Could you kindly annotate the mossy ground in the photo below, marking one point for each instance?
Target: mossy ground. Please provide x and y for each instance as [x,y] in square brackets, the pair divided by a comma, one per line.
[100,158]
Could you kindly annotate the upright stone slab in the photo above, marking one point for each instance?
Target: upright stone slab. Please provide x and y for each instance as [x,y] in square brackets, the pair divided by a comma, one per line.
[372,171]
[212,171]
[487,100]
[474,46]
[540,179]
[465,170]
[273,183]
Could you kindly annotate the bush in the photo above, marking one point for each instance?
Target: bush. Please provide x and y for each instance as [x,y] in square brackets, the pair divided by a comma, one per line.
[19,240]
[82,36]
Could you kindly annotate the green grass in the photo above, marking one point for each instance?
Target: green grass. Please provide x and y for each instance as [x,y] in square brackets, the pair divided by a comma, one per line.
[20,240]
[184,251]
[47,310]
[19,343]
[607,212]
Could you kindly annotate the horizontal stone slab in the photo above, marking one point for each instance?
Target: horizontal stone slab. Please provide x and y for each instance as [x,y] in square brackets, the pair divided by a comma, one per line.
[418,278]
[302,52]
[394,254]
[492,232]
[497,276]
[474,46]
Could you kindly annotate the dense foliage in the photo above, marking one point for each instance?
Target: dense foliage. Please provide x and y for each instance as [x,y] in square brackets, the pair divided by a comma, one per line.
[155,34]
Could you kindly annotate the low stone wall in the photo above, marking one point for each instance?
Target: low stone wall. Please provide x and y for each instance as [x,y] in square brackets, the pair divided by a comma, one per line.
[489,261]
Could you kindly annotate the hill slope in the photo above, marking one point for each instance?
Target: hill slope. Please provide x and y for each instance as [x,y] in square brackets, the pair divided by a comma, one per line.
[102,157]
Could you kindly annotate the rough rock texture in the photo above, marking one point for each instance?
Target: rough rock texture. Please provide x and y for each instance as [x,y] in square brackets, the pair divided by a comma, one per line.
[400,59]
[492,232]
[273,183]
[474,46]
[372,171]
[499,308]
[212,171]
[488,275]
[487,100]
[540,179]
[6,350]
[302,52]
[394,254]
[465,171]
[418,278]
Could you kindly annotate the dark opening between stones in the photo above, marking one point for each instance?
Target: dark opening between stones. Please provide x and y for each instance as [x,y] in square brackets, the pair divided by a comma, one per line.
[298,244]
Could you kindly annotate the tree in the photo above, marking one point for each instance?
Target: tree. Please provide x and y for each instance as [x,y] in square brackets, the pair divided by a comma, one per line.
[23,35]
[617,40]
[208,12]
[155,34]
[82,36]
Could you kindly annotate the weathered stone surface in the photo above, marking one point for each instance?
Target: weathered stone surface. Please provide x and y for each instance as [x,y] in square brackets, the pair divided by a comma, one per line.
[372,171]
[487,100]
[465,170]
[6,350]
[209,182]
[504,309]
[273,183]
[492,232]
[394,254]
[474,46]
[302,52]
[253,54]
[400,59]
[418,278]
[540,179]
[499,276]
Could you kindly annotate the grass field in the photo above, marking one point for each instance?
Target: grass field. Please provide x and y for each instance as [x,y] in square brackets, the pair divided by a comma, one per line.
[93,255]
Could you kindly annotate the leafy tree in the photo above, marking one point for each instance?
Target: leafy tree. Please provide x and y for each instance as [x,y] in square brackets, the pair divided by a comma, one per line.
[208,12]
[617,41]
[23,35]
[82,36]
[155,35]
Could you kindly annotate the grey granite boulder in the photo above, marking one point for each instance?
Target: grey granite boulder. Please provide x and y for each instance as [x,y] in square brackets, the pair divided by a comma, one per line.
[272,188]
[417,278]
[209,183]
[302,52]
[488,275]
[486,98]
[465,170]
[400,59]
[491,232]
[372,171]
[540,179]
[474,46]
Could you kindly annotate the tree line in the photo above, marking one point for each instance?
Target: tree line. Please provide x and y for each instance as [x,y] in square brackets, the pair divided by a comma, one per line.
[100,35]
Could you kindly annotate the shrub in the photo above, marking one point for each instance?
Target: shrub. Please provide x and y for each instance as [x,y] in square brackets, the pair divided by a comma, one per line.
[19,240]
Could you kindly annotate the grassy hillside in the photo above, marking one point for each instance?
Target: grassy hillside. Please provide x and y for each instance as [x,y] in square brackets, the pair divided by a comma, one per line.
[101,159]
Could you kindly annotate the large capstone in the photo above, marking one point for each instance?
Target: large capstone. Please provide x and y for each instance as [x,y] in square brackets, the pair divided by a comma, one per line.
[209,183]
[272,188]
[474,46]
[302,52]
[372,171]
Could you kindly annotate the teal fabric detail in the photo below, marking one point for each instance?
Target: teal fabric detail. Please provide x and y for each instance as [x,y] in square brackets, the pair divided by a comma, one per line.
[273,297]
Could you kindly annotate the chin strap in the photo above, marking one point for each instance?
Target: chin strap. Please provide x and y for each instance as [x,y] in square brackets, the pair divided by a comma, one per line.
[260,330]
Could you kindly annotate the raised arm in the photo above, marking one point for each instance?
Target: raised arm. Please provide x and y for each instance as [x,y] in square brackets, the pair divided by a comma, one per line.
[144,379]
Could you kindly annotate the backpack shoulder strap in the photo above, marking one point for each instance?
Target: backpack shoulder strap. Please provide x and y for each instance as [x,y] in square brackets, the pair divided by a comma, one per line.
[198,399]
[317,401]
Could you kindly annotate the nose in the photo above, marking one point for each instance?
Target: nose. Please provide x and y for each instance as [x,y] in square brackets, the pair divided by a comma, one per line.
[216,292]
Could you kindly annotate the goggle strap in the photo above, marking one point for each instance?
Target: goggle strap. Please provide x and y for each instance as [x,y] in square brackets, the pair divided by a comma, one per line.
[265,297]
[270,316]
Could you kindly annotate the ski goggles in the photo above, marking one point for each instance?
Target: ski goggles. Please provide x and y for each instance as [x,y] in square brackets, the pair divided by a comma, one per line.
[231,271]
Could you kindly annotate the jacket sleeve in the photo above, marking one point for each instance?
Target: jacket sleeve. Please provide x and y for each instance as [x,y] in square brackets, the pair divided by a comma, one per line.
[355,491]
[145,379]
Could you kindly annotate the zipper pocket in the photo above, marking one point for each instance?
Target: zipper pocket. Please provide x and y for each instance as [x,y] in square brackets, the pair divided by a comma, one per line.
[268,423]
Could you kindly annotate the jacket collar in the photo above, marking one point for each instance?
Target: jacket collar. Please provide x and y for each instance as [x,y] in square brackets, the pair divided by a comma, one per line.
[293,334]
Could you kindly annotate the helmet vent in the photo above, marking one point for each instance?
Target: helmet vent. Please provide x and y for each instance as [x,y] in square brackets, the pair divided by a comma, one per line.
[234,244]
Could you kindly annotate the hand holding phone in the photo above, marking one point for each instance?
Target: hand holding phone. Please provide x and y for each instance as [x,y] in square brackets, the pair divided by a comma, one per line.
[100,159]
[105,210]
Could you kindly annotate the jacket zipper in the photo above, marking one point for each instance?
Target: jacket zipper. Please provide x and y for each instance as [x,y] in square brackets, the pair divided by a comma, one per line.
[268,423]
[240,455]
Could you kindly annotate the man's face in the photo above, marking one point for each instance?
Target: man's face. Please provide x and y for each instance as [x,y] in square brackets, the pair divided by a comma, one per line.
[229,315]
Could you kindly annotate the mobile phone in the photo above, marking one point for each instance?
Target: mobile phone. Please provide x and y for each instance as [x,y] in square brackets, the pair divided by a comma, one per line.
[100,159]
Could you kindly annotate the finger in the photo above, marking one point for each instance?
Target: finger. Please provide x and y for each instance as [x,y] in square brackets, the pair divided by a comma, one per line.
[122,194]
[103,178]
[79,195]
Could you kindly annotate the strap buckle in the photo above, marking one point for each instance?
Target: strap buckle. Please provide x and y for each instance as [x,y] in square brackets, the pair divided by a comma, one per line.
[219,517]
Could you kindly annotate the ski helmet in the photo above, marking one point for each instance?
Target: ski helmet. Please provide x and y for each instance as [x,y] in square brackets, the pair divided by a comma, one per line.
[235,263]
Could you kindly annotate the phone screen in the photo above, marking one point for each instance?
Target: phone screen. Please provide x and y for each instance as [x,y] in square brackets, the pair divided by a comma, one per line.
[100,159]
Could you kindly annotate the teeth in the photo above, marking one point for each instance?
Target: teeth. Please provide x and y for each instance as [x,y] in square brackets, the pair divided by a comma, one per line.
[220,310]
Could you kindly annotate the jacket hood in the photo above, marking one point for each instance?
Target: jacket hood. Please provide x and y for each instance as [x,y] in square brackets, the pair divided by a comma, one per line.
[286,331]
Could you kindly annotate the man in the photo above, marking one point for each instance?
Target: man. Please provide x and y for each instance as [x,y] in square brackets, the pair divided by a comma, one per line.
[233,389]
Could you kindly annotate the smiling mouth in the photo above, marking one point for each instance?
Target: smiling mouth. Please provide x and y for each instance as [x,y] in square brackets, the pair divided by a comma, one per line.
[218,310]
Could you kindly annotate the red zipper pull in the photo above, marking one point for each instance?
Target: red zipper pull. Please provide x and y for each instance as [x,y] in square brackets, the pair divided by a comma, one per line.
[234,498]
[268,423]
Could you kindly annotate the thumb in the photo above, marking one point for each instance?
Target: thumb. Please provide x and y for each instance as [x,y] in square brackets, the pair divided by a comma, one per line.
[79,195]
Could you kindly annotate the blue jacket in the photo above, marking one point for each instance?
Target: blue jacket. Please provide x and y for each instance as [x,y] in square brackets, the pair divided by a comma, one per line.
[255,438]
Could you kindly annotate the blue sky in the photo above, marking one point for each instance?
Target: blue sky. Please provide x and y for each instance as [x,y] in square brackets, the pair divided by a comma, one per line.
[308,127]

- - -

Objective - Return, word for word, the lines from the one containing "Could you kindly annotate the blue sky" through the end of the records, inclusive.

Task solution -
Could you kindly annotate the blue sky in the photo above, marking one point for each instance?
Target: blue sky. Please provide x and y for each instance as [x,y] in square brackets, the pair divided by a comma, one per line.
[308,127]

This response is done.